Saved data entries
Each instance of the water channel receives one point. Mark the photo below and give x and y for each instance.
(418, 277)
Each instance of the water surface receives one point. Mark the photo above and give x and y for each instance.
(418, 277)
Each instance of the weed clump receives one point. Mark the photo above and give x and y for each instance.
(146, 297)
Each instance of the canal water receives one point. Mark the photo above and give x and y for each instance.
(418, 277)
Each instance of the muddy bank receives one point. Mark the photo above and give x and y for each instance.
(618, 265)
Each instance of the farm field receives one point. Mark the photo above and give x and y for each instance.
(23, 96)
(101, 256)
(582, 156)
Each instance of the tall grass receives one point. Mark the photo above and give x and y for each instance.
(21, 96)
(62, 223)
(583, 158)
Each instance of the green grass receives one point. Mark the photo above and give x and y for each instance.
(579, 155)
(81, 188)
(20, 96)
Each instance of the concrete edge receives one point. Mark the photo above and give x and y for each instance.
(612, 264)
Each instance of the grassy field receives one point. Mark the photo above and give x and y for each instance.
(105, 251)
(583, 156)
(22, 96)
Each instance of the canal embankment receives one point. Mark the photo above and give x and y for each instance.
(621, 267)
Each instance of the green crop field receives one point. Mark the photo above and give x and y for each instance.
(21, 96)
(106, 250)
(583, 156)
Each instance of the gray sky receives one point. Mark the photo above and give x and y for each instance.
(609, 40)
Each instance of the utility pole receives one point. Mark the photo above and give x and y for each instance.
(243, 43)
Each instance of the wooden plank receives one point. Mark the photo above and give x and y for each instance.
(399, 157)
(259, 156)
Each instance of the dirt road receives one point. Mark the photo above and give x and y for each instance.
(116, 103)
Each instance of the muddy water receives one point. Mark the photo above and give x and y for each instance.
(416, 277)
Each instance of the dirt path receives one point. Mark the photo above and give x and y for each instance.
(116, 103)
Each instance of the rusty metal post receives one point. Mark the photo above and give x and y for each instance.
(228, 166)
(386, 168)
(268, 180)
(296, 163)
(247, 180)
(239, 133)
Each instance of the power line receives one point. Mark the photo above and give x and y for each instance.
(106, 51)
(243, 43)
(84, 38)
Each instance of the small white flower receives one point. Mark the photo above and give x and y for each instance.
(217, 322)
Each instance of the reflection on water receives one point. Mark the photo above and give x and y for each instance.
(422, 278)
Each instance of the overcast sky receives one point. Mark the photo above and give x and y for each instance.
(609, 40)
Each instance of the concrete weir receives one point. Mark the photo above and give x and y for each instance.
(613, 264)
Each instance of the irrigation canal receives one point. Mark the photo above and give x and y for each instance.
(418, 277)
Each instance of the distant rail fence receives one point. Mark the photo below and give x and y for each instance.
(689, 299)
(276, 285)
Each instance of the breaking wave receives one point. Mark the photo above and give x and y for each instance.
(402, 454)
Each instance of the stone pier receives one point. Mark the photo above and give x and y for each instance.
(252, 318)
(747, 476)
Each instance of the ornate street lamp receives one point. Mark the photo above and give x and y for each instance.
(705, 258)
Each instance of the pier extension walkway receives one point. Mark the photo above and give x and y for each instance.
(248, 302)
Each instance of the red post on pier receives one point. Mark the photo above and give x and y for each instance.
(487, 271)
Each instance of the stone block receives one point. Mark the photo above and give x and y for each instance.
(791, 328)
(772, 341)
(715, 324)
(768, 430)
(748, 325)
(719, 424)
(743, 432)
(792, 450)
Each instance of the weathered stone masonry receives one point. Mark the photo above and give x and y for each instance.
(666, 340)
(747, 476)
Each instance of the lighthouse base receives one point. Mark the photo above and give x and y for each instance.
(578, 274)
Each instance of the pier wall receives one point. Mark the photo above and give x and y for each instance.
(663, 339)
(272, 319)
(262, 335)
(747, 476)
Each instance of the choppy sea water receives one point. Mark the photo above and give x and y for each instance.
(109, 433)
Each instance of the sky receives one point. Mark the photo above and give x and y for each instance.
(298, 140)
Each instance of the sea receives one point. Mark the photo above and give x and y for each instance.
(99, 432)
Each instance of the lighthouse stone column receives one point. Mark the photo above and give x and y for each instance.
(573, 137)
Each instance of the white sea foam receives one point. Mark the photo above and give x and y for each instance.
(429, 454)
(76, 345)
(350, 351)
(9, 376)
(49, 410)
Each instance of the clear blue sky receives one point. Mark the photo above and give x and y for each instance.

### TASK OBJECTIVE
Copy everything from the line containing "Each instance of the lighthouse stone" down to the end of the records, requests included. Shift every coordinate in the answers by adding 30 to each number.

### SOLUTION
Each instance of the lighthouse stone column receives one point. Mark the photo above and give x and y for each instance.
(603, 167)
Each instance of the white sea foam receives one point. Mark the photo above and give x and y for each instance.
(459, 484)
(106, 375)
(380, 381)
(39, 406)
(79, 440)
Each instance of the clear blue sky receives one point. Mark the photo above and give x and y for each instance.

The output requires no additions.